— Stated problem —
Output the data below in full, byte for byte. Nothing may differ.

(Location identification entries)
□ □ □ □ □
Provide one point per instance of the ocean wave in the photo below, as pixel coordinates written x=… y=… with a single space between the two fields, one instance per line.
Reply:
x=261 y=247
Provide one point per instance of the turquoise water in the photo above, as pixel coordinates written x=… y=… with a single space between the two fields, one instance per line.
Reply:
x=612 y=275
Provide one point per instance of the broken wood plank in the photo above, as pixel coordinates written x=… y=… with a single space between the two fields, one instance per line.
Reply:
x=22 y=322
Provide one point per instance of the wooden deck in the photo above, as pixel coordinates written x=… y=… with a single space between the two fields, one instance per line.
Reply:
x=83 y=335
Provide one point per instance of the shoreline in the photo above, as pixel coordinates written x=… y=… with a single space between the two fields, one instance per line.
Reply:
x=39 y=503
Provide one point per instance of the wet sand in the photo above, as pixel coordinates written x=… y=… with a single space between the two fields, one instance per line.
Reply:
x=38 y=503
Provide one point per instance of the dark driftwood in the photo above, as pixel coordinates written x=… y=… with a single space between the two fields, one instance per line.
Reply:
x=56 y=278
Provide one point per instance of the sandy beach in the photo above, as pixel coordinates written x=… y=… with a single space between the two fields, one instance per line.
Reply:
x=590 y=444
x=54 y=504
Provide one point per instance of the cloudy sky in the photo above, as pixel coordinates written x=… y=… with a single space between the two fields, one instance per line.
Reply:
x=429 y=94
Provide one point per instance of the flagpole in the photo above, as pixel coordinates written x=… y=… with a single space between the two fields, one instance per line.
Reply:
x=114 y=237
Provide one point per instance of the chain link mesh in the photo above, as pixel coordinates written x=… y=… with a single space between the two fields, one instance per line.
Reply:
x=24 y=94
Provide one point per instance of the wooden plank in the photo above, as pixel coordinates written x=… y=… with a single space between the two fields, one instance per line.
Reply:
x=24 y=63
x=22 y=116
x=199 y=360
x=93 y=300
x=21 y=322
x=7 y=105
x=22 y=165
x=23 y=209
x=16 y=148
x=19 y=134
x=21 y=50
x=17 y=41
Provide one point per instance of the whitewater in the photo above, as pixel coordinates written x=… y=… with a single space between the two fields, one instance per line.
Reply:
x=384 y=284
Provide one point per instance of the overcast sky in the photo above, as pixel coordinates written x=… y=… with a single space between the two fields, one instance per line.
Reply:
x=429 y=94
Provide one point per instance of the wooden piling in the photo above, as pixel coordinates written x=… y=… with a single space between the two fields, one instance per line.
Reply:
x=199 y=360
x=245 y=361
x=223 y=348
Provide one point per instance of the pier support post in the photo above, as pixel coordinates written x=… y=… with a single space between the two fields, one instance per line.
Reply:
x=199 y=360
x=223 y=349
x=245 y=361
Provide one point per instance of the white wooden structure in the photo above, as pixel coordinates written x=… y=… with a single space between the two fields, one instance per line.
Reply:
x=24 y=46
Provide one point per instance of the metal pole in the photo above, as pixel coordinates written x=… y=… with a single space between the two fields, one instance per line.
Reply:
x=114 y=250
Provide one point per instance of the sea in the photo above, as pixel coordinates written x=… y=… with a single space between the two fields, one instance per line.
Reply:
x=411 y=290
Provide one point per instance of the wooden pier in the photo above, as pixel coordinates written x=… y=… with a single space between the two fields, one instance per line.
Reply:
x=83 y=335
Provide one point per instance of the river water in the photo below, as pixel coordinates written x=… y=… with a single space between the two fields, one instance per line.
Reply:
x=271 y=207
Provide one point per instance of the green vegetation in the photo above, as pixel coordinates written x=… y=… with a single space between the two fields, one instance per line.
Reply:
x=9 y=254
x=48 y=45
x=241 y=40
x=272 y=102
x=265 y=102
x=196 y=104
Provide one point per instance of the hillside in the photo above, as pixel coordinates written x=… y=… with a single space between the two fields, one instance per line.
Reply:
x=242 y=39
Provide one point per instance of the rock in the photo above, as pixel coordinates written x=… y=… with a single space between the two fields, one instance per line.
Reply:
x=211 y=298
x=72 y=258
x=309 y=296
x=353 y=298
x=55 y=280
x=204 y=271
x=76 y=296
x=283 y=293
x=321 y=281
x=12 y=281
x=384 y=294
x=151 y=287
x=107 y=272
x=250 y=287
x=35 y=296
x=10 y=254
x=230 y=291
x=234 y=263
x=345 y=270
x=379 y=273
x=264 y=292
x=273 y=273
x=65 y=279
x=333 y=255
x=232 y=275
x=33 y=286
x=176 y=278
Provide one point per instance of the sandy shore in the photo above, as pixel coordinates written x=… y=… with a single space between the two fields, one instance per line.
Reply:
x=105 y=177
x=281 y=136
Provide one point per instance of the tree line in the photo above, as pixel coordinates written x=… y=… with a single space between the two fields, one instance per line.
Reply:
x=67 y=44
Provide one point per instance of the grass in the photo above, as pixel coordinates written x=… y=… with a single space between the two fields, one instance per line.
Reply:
□ □ □ □ □
— Exercise response —
Provide one point per instance of the ocean wave in the photo below, as pixel coordinates written x=… y=… with a single space between the two fields, one instance per line.
Reply:
x=261 y=247
Provide one point per instance of the turquoise water in the photo above, as pixel coordinates written x=… y=… with a single space between the two fields, one instance per line.
Reply:
x=612 y=275
Provide one point per instance of the broken wood plank in the photo above, as pixel coordinates written x=… y=… with a single space between the two fields, one instance per line.
Reply:
x=22 y=322
Provide one point per instance of the wooden deck in the photo above, as pixel coordinates written x=… y=… with a single space between the two fields, one instance per line.
Reply:
x=83 y=335
Provide one point per instance of the shoreline in the photo above, as pixel coordinates written x=… y=… with a single space between the two fields, one instance per line.
Reply:
x=39 y=503
Provide one point per instance of the wet sand in the photo above, as pixel coordinates written x=… y=… with a single space between the two fields, one instance per line.
Reply:
x=38 y=503
Provide one point per instance of the dark driftwood in the photo above, as pixel coordinates written x=… y=… with a single space between the two fields, one instance per line.
Reply:
x=56 y=278
Provide one point per instance of the sandy beach in the photo above, as pixel coordinates written x=… y=… with a single space between the two fields, one instance per line.
Reply:
x=590 y=444
x=54 y=504
Provide one point per instance of the cloudy sky in the photo above, as pixel coordinates written x=… y=… with a single space between the two fields, one instance per line.
Reply:
x=429 y=94
Provide one point per instance of the flagpole in the photo above, as pixel coordinates written x=… y=… with a single space between the two fields, one instance per line.
Reply:
x=114 y=237
Provide one point per instance of the chain link mesh in the photo above, as pixel coordinates written x=… y=… with a single space between the two fields, one instance per line.
Reply:
x=24 y=94
Provide one point per instance of the wooden plank in the photo above, as pixel coordinates written x=… y=… with a single space between the two fields, one instance per line.
Reply:
x=24 y=63
x=22 y=116
x=199 y=360
x=93 y=300
x=21 y=322
x=7 y=105
x=22 y=165
x=23 y=209
x=16 y=148
x=19 y=134
x=21 y=50
x=17 y=41
Provide one point per instance of the whitewater in the photo above, as pixel coordinates written x=… y=… with a single space between the two fields, one instance per line.
Reply:
x=384 y=284
Provide one point per instance of the overcast sky in the photo above, as pixel coordinates written x=… y=… with a single space between the two fields, one instance per line.
Reply:
x=429 y=94
Provide one point per instance of the wooden piling in the photo above, as pixel coordinates written x=… y=… with a single space between the two fields, one instance per line.
Reply:
x=199 y=360
x=245 y=361
x=223 y=348
Provide one point per instance of the pier support post in the photo above, as pixel coordinates written x=… y=… with a single space between the two fields, one instance per line.
Reply:
x=199 y=360
x=223 y=349
x=245 y=361
Provide one point per instance of the white wooden structure in the photo above, as pixel coordinates written x=… y=… with a single space between the two fields, one instance per line.
Reply:
x=24 y=46
Provide one point per instance of the metal pole in the photo above, as pixel coordinates written x=… y=… with a single space between the two fields, one instance per line.
Reply:
x=114 y=250
Provide one point per instance of the sea in the photo above, as pixel coordinates written x=… y=… with a single space between the two fields, one instance per line.
Reply:
x=411 y=290
Provide one point per instance of the wooden pier in the photo above, as pixel coordinates written x=… y=… with a single space between the two fields, one instance per line.
Reply:
x=83 y=335
Provide one point per instance of the river water in the photo below, as pixel coordinates written x=… y=… with a single space between the two fields, one instance per line.
Reply:
x=271 y=207
Provide one point per instance of the green vegetation in the photo above, as pixel coordinates written x=… y=… with a single space between the two fields, one instance per line.
Reply:
x=9 y=254
x=48 y=45
x=241 y=40
x=272 y=102
x=265 y=102
x=196 y=104
Provide one point per instance of the hillside in the photo above, as pixel coordinates written x=… y=… with a single space between the two fields, one instance per line.
Reply:
x=242 y=39
Provide one point per instance of the rock in the photo above, as pixel coordinates written x=… y=… with a single space between the two fields, one instance per line.
Reply:
x=211 y=298
x=72 y=258
x=309 y=296
x=353 y=298
x=55 y=280
x=204 y=271
x=76 y=296
x=283 y=293
x=321 y=281
x=12 y=281
x=384 y=294
x=151 y=287
x=107 y=272
x=250 y=287
x=35 y=296
x=10 y=254
x=230 y=291
x=234 y=263
x=345 y=270
x=379 y=273
x=264 y=292
x=273 y=273
x=65 y=279
x=333 y=255
x=232 y=275
x=33 y=286
x=176 y=278
Provide one point per instance of the sandy shore in the photo above, as pixel coordinates written x=… y=… with a single space between the two fields, one instance per line.
Reply:
x=105 y=177
x=281 y=136
Provide one point per instance of the tree line in the photo above, as pixel coordinates written x=… y=… with a single space between the two fields, one instance per line.
Reply:
x=67 y=44
Provide one point per instance of the grass in the photo above, as pixel coordinates written x=… y=… with a single space between the two fields, one instance per line.
Reply:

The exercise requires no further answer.